To do: Reproduce every one of the records below line for line, with no change to any word or coordinate. Omit the pictures from your copy.

** START Data shown **

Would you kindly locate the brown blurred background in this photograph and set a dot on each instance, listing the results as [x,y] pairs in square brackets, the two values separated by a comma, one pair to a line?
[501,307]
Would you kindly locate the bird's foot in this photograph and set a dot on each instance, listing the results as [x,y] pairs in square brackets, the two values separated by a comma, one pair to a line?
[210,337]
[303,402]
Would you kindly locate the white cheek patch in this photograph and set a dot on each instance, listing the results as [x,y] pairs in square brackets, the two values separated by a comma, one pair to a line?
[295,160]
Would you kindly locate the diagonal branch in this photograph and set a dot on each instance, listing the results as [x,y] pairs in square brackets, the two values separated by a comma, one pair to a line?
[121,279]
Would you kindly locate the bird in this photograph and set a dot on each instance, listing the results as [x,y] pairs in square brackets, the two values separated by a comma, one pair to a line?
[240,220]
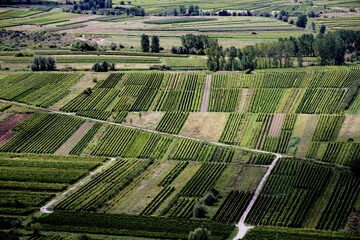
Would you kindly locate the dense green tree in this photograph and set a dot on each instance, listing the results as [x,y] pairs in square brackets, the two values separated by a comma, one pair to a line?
[330,48]
[155,44]
[199,210]
[355,166]
[305,44]
[210,199]
[145,43]
[301,21]
[113,46]
[103,67]
[191,10]
[182,10]
[41,63]
[313,26]
[84,46]
[216,58]
[200,234]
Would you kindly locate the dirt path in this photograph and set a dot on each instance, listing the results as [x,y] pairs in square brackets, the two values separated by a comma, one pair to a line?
[244,101]
[69,144]
[206,95]
[276,125]
[241,224]
[48,207]
[134,127]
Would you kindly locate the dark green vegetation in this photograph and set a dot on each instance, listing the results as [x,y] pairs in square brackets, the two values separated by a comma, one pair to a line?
[272,233]
[42,133]
[295,187]
[130,225]
[27,182]
[40,89]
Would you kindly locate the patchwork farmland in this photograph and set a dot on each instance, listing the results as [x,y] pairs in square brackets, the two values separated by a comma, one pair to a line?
[144,120]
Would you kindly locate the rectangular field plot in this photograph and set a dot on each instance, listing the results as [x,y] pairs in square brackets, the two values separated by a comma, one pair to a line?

** END Data shown **

Result of the exercise:
Would you kindly locate the brown blurred background in this photograph and set a dot on each instance, listing the results as [x,y] pairs in square brackets, the two values separated by a comma, one pair to a line?
[501,307]
Would you kindly locate the bird's foot in this photograph and set a dot on each instance, listing the results as [x,y] pairs in square brackets, the two values separated by a comma, one pair to a line?
[210,337]
[303,402]
Would you kindly locate the white cheek patch in this photograph and set a dot on each instance, listing the results as [x,y] pairs in square brackets, the two values separated by a comma, one pair to a line?
[295,160]
Would you kindly locate the diagonal branch in this photograph and set a dot on each instance, listing the results as [x,y] pairs in square brackets, the two values separated by a comma, one pair to a line?
[121,279]
Would you kindly locate the bird in this photograph and set a dot on each instance, listing the results as [x,y] pairs in square brackets, the two values separated by a comma, one pair to a line?
[240,220]
Would you kindly locate the dense green tree in this photograph and set a dot on each instance, listing the results as [x,y] pairs in square brackets, the two values separated by a comma, one pair to a line?
[330,48]
[155,44]
[199,210]
[355,166]
[305,44]
[210,199]
[145,43]
[301,21]
[113,46]
[103,67]
[191,10]
[182,10]
[41,63]
[313,26]
[84,46]
[216,58]
[200,234]
Would you kindly locate the dirt path in this photograph and set a dot on each instance, listing the results as [x,y] pairs in square brackets, the two values separated by a comma, one pair to a line?
[244,101]
[69,144]
[206,95]
[276,125]
[241,224]
[48,207]
[134,127]
Would you kindly locate the dark green vegetation in this photograph and set a dot on each instance, listing the results as [x,y] pairs in square brackets, the two values separated by a comma, one pair to a line?
[272,233]
[42,133]
[295,187]
[130,225]
[27,182]
[40,89]
Would you kindly locate the patchwork farmland in this photograph and set a dot on each instance, listing the results as [x,y] pairs in square brackets, the two values separated by a comma, one pair to a line?
[144,120]
Would you kindly locate the rectangular field plot in this photograph and set a dot on each instance, listing the results as [x,y] pairs in square brackets, the two values separated by a comma, one pair to a line?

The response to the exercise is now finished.